Exercise instructions:
• A. Using the haemophilia text, decide whether each statement agrees with it: (i) Sefojane's father was found to be a carrier of the condition; (ii) haemophilia occurs independently of race; (iii) Sefojane completed matric in his teens. For each, answer yes or no and quote the deciding words.
• B. Write a continuation of the haemophilia text, picking up right after its final sentence.

Excerpted text:
=== Begin Enclosure ===

However, Sefojane has not let the disease stand in his way of success and lives a meaningful life. He is living proof to others that haemophilia doesn’t have to get in the way of living the life you love. He was diagnosed with the illness at a very young age and the condition affected his schooling progress. “I had constant nosebleeds and, following that, my parents took me to hospital, where it was discovered that I had haemophilia. I was put under treatment which I have been undergoing since then. I have, in the process, learned to administer it myself. It was also discovered that my mother was a carrier of the condition,” says Sefojane.

Marius J. Coetzee, associate professor and chief specialist: Haematology and Cell Biology at the University of the Free State, says haemophilia is a common hereditary bleeding disorder. He says the incidence of haemophilia is 15 to 20 cases per 100 000 male births and the condition occurs independently of race. Coetzee says approximately 80 persons with haemophilia and related bleeding disorders are currently on the Free State register of the South African Haemophilia Foundation. “A missing protein (factor) which retards or prevents blood clotting causes haemophilia. Treatment consists primarily of the intravenous replacement of this factor,” says Prof. Coetzee.

Sefojane has had to endure tough times since his diagnosis. He told Express that he had to cope with frustration due to missing school because of the condition, resulting in him only completing matric in his early 20’s.

=== End Enclosure ===

Supplied data:

=== Begin Enclosure ===

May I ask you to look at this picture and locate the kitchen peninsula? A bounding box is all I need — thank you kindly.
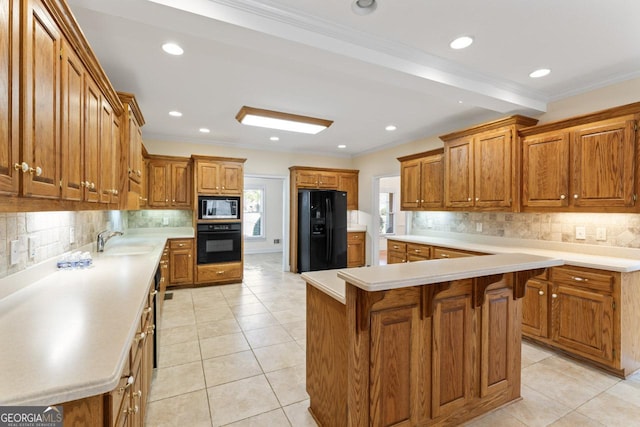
[302,253,563,426]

=== End Enclosure ===

Expected results:
• A.
(i) No: "It was also discovered that my mother was a carrier of the condition"
(ii) Yes: "the condition occurs independently of race"
(iii) No: "resulting in him only completing matric in his early 20’s"

• B.
“My survival has certainly been a challenging journey and I’m grateful that I have survived and am now living a normal life. The key factor is treatment and learning to care for oneself. I treat myself with the clotting factor. I do not remember experiencing problems that are uncommon,” he says.

After completing matric in 1998 in his hometown of Qwaqwa, Sefojane enrolled for a course in Human Resource Management with a private institution and graduated with a diploma. He works at the South African Revenue Service (Sars) in Bloemfontein.

Sefojane says support from his parents gave him even more courage in his challenging journey. He is married and is the father of two boys.

“I have the courage to talk about it, since back in the days, haemophilia, to some people in the black community, was like a curse, and you would hardly hear people talk about it to create awareness. My wish is to see people living with haemophilia have access to treatment like anybody else.”